DIRECTIONS
Retype the December 1999 SkyWatch column below in full, character for character.

SOURCE TEXT

SkyWatch

 

December 1999

 

by Steve Stefanik

 

Five planets can be seen with just your eyes as December begins, three in the evening and two in the morning.

The planet Mars can still be seen low in the southwest among the dim stars of the constellation Capricornus. Look for the red-orange first magnitude planet before it sets by 9:00 p.m. local time. On the night of the13th look for Mars within a degree of +5.9 magnitude blue-green Uranus.

On the same night, the Geminid meteor shower peaks. Although the Geminids traditionally have fewer meteors per hour than the recent Leonid meteor shower of this past November they generally produce bigger and brighter meteors. The Geminids appear to radiate from the constellation Gemini which is high in the east by 9:00 p.m.

The planets Jupiter and Saturn are still at center stage high in the south by mid-evening. Brilliant Jupiter at magnitude -2.7 is the brightest object in the nightsky except for the moon so you should have little trouble locating it. Saturn is somewhat dimmer at zero magnitude but much brighter than any of the stars in the vicinity and trails Jupiter (to the left) by one hand-span at arms length. Through just about any telescope you can see the bands and zones of Jupiter’s turbulent atmosphere and its four largest moons as well as the rings of Saturn of course. The moon joins the pair on the nights of the 17th through the 19th.

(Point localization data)

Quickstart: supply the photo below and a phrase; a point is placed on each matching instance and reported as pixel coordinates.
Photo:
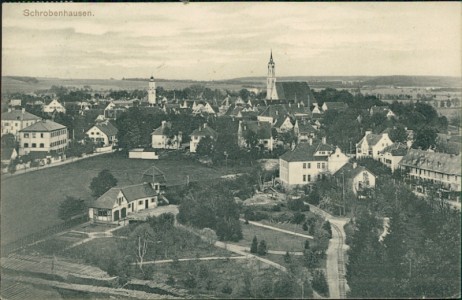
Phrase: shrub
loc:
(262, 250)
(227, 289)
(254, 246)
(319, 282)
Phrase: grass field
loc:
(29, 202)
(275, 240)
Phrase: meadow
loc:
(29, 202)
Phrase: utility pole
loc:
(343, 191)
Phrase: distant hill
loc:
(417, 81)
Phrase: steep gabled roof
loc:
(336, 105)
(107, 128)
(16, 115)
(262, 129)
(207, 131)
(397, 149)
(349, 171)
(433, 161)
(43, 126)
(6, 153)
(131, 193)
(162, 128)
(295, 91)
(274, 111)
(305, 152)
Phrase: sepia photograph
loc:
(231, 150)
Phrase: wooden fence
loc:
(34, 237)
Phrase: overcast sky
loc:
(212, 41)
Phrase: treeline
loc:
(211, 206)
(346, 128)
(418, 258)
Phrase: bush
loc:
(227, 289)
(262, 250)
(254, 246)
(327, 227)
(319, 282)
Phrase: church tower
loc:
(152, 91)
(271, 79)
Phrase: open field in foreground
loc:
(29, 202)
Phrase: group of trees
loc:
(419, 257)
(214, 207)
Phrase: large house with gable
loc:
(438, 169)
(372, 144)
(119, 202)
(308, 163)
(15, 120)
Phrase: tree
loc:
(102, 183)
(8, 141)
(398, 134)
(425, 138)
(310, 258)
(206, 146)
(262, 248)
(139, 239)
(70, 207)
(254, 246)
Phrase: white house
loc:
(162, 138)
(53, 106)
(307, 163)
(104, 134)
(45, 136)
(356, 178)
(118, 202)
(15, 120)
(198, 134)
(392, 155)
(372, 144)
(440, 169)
==
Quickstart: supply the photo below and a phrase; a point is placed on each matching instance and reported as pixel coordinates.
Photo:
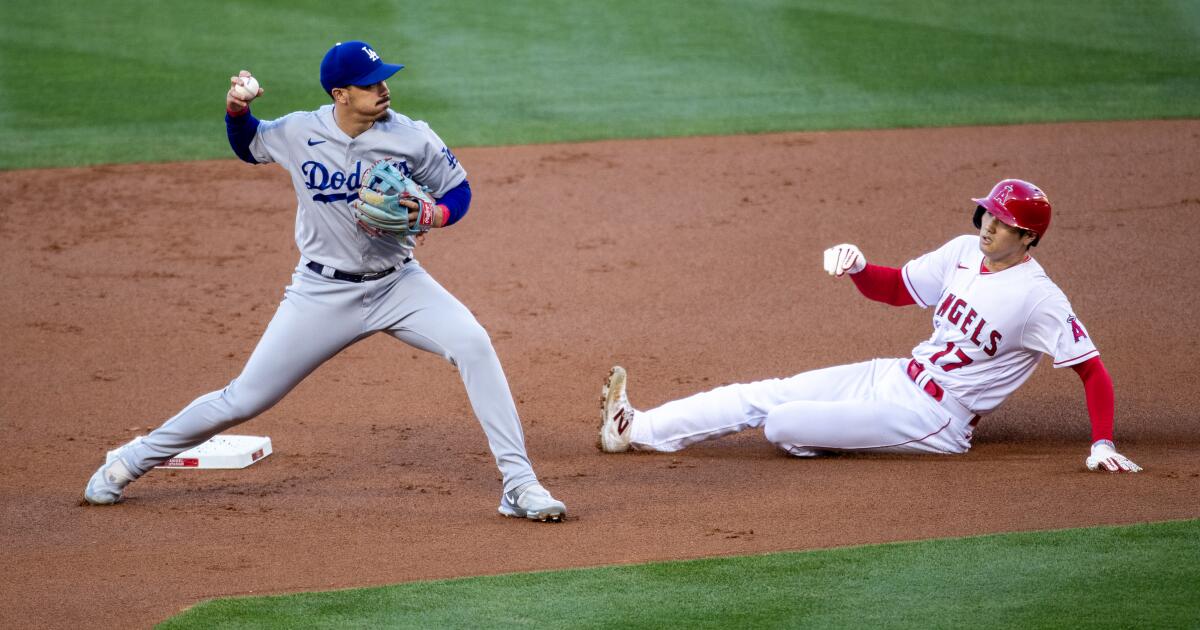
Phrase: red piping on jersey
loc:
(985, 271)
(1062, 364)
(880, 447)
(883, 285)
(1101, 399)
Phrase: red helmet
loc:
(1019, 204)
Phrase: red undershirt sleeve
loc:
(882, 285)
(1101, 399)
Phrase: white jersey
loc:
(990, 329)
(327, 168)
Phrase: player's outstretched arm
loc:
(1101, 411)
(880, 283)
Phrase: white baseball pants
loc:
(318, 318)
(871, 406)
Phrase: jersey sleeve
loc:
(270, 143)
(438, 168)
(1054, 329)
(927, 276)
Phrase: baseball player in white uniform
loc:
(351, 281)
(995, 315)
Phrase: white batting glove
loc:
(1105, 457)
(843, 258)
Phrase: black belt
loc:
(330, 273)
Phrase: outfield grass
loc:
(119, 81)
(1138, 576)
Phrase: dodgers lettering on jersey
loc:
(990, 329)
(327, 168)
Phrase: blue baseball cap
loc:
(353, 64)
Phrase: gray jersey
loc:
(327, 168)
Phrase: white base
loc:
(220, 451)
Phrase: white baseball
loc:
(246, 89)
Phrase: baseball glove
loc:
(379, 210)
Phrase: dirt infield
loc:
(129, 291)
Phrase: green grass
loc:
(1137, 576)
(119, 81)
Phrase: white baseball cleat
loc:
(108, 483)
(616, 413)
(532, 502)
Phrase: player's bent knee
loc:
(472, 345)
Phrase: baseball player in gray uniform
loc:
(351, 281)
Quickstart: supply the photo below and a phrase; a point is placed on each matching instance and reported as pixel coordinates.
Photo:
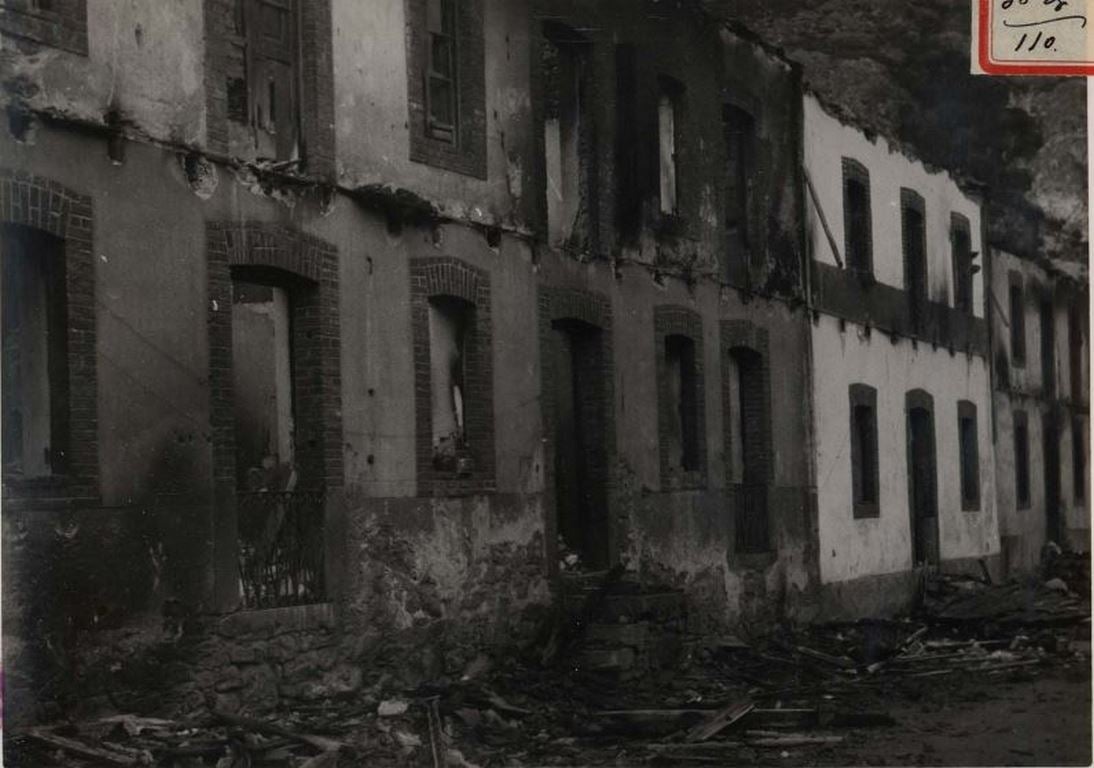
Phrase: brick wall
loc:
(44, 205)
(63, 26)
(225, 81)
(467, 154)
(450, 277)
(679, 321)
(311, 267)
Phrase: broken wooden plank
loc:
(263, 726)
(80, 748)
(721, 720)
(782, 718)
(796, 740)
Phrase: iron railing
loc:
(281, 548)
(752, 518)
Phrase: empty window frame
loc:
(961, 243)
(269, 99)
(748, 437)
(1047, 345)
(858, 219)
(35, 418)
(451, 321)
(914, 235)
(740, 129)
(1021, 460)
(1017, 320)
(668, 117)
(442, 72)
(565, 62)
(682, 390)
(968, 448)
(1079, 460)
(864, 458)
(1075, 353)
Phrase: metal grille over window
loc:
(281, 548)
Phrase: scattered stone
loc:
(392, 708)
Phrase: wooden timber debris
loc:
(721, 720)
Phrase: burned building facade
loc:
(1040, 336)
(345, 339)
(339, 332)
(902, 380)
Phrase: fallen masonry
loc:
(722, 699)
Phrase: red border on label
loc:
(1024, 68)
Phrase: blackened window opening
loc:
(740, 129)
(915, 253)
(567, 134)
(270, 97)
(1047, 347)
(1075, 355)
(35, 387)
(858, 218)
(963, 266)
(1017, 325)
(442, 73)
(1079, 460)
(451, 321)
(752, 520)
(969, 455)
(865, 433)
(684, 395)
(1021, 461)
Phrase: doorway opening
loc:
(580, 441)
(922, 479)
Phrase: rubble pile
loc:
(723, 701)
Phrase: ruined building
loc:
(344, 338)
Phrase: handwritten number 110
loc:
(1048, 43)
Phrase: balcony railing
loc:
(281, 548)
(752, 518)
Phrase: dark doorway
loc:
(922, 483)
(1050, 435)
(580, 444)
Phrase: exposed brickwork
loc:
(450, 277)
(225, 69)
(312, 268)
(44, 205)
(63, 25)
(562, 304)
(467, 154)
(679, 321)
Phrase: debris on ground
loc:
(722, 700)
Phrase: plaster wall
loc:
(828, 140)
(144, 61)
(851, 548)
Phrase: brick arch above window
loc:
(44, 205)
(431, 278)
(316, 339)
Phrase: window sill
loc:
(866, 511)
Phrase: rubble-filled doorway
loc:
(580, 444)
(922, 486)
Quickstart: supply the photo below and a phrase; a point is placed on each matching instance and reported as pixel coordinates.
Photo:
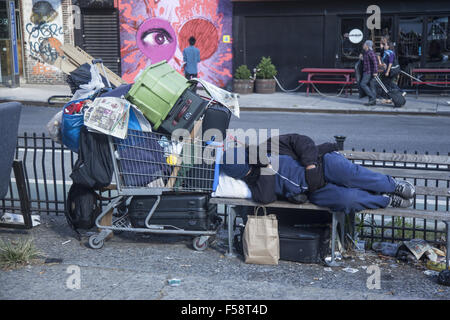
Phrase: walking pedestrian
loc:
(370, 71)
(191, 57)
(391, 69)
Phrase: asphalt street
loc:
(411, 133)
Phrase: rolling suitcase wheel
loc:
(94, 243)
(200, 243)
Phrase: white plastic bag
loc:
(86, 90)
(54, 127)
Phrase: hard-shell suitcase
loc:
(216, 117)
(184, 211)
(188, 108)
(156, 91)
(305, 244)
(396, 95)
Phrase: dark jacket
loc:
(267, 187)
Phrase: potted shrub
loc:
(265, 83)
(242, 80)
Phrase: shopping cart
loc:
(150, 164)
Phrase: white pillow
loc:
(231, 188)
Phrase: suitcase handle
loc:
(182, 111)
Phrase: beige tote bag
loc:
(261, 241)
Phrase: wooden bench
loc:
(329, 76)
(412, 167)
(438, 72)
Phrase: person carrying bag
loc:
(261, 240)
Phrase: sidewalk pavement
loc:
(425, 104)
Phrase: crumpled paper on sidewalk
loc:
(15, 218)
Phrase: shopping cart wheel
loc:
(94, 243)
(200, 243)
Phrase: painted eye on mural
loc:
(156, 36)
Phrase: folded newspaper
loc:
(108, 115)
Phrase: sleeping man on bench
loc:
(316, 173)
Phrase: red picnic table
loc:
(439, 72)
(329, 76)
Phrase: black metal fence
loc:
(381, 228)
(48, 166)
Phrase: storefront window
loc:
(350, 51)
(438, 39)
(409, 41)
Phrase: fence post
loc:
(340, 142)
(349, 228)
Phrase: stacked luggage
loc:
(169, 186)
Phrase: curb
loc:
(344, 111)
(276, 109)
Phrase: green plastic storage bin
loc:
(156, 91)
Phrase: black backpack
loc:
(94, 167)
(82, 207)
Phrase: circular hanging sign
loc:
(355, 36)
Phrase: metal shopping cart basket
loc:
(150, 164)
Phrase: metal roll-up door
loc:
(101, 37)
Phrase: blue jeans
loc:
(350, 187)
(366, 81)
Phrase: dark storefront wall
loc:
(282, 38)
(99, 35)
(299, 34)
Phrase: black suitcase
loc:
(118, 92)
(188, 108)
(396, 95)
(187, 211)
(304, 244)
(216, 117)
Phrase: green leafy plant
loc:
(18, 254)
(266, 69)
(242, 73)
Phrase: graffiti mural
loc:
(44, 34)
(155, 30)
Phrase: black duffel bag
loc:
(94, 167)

EXERCISE RESULT
SkyWatch

 

December 1999

 

by Steve Stefanik

 

Five planets can be seen with just your eyes as December begins, three in the evening and two in the morning.

The planet Mars can still be seen low in the southwest among the dim stars of the constellation Capricornus. Look for the red-orange first magnitude planet before it sets by 9:00 p.m. local time. On the night of the13th look for Mars within a degree of +5.9 magnitude blue-green Uranus.

On the same night, the Geminid meteor shower peaks. Although the Geminids traditionally have fewer meteors per hour than the recent Leonid meteor shower of this past November they generally produce bigger and brighter meteors. The Geminids appear to radiate from the constellation Gemini which is high in the east by 9:00 p.m.

The planets Jupiter and Saturn are still at center stage high in the south by mid-evening. Brilliant Jupiter at magnitude -2.7 is the brightest object in the nightsky except for the moon so you should have little trouble locating it. Saturn is somewhat dimmer at zero magnitude but much brighter than any of the stars in the vicinity and trails Jupiter (to the left) by one hand-span at arms length. Through just about any telescope you can see the bands and zones of Jupiter’s turbulent atmosphere and its four largest moons as well as the rings of Saturn of course. The moon joins the pair on the nights of the 17th through the 19th.